作业说明:
统计下列记录中包含字符串“reflection”的行数，区分大小写，只给出数字。

所给记录:
* * * * * * * * *

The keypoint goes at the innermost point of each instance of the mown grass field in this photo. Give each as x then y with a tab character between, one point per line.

* * * * * * * * *

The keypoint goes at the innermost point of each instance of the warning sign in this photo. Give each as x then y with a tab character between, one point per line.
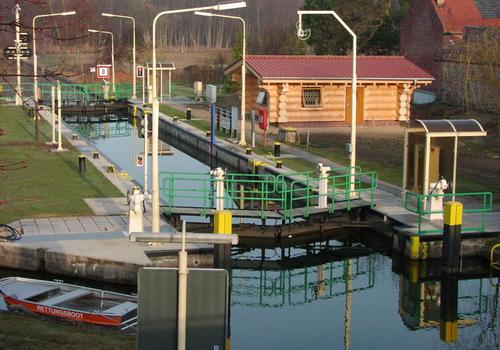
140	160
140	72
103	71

* * * * * * * * *

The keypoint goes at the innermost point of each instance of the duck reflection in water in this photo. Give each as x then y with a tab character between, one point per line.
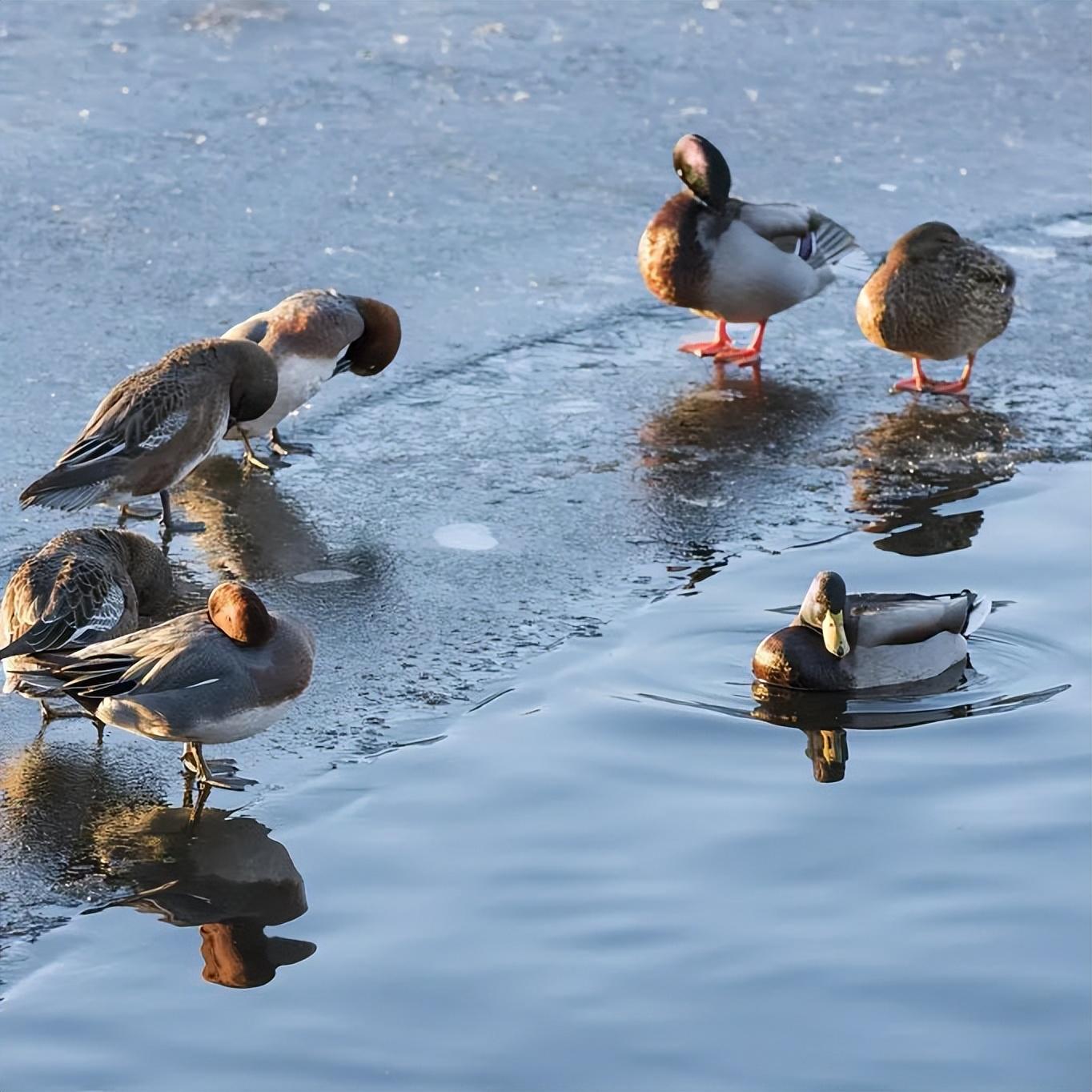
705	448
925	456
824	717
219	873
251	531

* * * * * * * * *

结果如下:
1